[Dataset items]

▼

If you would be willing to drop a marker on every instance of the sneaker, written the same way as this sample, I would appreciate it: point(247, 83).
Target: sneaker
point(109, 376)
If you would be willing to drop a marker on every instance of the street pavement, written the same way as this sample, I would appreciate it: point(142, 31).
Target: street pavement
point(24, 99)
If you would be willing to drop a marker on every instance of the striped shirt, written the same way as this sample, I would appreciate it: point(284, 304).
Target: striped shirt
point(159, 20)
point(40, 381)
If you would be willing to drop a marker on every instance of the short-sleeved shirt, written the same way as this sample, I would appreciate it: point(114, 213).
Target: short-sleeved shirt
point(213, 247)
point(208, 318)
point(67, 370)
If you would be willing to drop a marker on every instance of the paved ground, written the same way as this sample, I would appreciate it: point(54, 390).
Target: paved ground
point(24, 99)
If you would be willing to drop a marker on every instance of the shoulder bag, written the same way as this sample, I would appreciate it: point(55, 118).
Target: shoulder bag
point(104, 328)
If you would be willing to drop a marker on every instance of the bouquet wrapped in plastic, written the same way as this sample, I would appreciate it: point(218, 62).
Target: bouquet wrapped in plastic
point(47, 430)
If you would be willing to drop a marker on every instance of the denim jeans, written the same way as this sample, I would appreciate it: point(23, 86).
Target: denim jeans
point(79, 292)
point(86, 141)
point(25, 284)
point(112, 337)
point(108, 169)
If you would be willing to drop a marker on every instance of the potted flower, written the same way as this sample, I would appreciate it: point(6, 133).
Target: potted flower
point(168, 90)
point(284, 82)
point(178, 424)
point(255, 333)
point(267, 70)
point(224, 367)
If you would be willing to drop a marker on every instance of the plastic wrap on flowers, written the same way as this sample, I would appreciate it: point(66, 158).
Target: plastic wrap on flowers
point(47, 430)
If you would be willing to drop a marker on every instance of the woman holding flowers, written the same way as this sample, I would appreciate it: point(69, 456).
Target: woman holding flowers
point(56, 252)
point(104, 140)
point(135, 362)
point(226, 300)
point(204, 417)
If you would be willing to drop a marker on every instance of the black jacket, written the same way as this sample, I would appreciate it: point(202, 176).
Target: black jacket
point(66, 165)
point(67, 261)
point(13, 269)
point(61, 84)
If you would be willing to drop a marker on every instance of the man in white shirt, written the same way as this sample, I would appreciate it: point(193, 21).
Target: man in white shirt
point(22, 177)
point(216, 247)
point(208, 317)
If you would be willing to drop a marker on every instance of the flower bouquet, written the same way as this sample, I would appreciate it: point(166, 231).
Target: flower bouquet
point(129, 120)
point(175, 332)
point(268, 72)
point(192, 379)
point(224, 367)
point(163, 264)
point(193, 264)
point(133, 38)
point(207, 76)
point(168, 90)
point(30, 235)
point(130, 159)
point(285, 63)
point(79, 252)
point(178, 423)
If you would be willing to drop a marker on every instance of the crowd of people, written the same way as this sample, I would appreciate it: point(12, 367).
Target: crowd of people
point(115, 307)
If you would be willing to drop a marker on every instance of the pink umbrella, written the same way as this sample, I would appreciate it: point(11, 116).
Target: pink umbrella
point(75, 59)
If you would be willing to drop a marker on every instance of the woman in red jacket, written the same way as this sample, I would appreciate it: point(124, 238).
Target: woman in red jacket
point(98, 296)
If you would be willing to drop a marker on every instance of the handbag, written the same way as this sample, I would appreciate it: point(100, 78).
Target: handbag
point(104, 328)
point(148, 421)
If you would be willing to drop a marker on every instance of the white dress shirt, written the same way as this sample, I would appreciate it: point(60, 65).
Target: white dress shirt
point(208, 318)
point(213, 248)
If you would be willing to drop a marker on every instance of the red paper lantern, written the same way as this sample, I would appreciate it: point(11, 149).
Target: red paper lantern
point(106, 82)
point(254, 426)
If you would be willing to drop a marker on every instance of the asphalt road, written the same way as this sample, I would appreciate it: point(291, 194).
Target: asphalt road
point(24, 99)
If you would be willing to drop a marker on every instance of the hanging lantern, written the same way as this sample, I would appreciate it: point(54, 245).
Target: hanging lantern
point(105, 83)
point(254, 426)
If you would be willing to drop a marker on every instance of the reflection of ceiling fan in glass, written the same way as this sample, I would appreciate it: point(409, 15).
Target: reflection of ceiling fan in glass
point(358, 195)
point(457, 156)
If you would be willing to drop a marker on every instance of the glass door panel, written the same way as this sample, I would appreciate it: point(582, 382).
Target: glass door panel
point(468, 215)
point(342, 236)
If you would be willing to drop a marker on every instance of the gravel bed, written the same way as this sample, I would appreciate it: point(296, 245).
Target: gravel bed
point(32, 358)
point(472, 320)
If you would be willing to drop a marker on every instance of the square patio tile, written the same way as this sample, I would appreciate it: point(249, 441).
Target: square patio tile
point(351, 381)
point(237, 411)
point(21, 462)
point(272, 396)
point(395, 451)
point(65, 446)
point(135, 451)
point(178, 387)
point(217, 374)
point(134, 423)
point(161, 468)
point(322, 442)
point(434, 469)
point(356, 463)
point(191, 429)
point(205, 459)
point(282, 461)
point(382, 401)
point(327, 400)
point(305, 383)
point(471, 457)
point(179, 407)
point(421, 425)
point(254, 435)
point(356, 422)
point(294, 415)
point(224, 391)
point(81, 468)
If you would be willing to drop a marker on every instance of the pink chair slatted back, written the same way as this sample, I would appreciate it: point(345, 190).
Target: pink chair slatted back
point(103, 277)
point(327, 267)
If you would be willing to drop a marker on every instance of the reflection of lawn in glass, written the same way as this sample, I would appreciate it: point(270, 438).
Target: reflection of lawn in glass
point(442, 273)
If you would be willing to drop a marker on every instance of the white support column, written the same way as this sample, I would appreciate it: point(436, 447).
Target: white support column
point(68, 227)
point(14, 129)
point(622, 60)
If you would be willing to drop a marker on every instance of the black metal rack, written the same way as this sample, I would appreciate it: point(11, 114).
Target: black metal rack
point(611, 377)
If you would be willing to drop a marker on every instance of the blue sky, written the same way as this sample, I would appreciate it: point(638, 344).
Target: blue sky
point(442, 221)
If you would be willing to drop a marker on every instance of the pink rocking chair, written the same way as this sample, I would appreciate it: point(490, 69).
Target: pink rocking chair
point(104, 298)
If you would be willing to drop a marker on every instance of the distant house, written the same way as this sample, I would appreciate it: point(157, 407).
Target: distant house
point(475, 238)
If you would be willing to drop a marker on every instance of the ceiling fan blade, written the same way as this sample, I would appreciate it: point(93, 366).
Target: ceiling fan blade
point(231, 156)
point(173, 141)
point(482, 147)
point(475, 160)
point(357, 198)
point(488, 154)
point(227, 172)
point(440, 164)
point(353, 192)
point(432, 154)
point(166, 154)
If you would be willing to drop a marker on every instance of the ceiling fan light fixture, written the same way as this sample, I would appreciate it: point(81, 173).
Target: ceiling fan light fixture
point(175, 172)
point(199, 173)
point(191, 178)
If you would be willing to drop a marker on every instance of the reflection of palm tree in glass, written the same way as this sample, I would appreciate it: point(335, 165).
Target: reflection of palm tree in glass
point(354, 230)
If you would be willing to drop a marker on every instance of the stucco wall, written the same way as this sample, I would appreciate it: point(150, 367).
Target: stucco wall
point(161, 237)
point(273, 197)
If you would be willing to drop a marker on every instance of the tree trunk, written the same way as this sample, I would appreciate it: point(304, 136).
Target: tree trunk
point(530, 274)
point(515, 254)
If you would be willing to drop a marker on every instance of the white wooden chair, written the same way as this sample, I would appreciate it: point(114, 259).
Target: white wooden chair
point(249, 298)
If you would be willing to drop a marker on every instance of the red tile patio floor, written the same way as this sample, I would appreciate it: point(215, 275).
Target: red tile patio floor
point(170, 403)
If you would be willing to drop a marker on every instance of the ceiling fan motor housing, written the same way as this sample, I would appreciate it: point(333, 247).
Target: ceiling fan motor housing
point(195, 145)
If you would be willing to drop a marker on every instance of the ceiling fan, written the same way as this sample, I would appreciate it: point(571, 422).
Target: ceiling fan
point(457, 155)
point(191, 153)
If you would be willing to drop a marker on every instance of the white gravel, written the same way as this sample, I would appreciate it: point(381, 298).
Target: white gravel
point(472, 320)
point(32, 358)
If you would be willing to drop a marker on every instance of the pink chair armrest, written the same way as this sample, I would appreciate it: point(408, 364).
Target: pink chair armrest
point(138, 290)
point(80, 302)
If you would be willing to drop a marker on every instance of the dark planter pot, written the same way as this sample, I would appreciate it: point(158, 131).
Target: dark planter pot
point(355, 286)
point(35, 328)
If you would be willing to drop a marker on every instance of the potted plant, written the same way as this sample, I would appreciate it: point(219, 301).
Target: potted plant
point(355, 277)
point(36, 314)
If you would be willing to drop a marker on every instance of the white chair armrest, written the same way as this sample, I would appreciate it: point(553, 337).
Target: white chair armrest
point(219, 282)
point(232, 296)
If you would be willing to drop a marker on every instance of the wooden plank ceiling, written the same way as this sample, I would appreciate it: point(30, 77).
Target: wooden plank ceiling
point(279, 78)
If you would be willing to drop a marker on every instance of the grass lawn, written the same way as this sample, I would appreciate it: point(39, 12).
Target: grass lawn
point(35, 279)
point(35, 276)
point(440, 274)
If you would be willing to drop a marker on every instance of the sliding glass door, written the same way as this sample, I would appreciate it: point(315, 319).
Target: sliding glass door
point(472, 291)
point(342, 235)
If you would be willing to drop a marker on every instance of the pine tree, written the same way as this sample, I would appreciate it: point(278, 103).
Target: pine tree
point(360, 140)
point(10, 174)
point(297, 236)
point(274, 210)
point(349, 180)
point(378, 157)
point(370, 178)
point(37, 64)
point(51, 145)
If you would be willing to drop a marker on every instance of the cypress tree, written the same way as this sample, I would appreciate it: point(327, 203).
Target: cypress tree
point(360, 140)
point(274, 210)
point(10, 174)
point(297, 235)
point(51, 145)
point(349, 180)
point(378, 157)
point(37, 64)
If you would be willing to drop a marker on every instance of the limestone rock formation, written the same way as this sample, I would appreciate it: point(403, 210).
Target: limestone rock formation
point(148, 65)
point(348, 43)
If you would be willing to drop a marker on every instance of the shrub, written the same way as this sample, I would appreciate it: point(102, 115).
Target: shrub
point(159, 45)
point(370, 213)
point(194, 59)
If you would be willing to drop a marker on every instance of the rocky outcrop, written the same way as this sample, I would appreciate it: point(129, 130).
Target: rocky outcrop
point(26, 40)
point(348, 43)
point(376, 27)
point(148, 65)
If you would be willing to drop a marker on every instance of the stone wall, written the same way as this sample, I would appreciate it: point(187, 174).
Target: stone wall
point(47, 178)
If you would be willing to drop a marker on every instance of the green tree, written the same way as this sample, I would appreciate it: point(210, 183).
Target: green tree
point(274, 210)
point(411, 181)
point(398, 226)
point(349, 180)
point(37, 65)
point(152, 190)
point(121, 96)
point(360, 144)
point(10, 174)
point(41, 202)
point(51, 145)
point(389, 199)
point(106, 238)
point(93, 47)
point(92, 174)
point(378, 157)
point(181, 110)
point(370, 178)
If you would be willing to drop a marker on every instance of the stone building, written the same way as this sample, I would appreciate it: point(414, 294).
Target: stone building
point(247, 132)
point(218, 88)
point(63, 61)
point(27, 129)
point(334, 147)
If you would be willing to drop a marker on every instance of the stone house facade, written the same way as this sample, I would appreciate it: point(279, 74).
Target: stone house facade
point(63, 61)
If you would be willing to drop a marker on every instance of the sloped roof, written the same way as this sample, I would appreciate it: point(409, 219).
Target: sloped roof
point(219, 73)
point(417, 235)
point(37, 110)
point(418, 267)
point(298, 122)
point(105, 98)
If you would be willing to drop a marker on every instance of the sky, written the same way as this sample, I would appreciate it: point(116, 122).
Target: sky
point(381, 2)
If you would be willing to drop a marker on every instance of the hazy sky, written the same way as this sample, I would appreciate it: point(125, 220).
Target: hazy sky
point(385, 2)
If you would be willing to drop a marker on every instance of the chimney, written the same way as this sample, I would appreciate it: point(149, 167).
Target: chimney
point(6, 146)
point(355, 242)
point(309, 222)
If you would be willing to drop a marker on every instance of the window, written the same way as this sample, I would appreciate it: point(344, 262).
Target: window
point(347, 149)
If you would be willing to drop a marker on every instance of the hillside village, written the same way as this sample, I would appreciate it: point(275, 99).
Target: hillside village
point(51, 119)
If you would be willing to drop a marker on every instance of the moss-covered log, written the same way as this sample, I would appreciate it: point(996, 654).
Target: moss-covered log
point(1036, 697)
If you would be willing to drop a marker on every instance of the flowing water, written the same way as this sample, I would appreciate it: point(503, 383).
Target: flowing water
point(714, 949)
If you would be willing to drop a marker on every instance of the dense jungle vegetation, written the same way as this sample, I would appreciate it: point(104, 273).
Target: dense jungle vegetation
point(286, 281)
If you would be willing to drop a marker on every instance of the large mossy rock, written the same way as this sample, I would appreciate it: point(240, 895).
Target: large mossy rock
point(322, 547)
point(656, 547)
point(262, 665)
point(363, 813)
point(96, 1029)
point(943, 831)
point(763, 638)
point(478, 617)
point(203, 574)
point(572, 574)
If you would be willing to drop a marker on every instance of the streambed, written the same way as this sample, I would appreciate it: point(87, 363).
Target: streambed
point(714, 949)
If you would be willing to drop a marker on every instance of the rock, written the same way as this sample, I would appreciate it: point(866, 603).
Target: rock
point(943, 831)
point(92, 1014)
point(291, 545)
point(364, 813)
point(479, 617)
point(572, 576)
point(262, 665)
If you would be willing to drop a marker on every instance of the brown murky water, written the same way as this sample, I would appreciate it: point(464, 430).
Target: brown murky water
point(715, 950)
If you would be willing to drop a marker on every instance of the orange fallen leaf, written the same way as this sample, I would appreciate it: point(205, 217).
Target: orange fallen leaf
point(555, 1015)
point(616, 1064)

▲

● Problem details: If a line falls between the first line of the entries and the line containing "it: point(114, 213).", or is one of those two, restate it word for word; leave all other lines out.

● Worked solution:
If you would be willing to drop a marker on every instance of the sneaker, written the same way as this sample, I would appreciate it: point(247, 83).
Target: sneaker
point(109, 376)
If you would be willing to drop a marker on every instance of the street pavement, written the same way as this sample, I would appreciate it: point(142, 31).
Target: street pavement
point(24, 99)
If you would be willing to drop a marker on every instance of the striped shirt, written the same way as this sample, I would appreciate it: point(284, 304).
Target: striped shirt
point(159, 20)
point(40, 381)
If you would be willing to drop a marker on every instance of the short-sleeved shirt, written the same way as this sample, I would appreciate it: point(114, 213).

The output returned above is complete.